Start of RECORDS PROVIDED

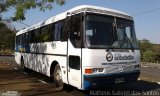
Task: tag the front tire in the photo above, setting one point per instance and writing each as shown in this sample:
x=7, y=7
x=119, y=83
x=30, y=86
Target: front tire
x=57, y=75
x=23, y=66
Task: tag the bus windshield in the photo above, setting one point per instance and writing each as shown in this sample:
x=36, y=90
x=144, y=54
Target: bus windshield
x=109, y=32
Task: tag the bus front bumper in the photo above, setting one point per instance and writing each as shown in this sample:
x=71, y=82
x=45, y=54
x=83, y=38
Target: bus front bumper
x=104, y=80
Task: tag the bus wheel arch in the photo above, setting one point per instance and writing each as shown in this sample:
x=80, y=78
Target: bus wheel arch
x=56, y=75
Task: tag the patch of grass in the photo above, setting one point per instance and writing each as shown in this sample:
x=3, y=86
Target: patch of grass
x=6, y=52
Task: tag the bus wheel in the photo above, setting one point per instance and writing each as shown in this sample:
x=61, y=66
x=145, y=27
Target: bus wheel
x=23, y=66
x=58, y=78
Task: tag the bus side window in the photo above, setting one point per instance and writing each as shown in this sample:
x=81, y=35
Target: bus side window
x=76, y=31
x=58, y=31
x=74, y=62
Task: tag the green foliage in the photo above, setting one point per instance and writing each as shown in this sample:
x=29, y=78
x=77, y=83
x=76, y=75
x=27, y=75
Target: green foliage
x=22, y=6
x=149, y=51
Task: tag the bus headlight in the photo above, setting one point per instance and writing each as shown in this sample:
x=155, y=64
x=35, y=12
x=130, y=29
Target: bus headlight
x=136, y=66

End of RECORDS PROVIDED

**WRITTEN INSTRUCTION**: All of the lines above should be retyped precisely, apart from the pictures.

**ANSWER TO THIS EXERCISE**:
Task: tag the front tire in the photo above, setting one point per instance and writing each as shown in this sample:
x=7, y=7
x=119, y=83
x=30, y=86
Target: front tire
x=57, y=75
x=23, y=66
Task: tag the bus windshield in the photo above, setting one point per instance and writing each as shown in this sample:
x=36, y=90
x=144, y=54
Target: bus windshield
x=109, y=32
Task: tag the bus front bumper in the photo above, setting one point per instance and writing each as shown in this sample:
x=71, y=82
x=45, y=54
x=83, y=38
Target: bus front bumper
x=104, y=80
Task: tag the bus wheel arch in the photo above, setting one point per instance and writing each as shown in this sample:
x=80, y=78
Target: bus wheel arch
x=56, y=75
Task: tag the patch of grass in the photo above, setting one point per instance and writing each as shown in this sample:
x=3, y=86
Target: patch of grass
x=6, y=52
Task: tag the bus wheel in the photo above, setting one point per instance and writing each as shown in this sample:
x=61, y=66
x=145, y=27
Target: bus wheel
x=23, y=66
x=58, y=78
Task: tag the bus side window in the photo above, setting one point per instance and writing each as shown in this sample:
x=81, y=35
Target: bus side window
x=76, y=31
x=58, y=31
x=74, y=62
Task: tag the green foliage in the photo above, setting one point per instance and writing each as shown in this sample:
x=29, y=78
x=77, y=83
x=76, y=75
x=27, y=75
Target: green foliage
x=22, y=6
x=149, y=51
Task: tag the bus headlight in the photo above, setting one point per instance and writing each as shown in this sample:
x=155, y=64
x=35, y=12
x=130, y=29
Target: bus headlight
x=136, y=66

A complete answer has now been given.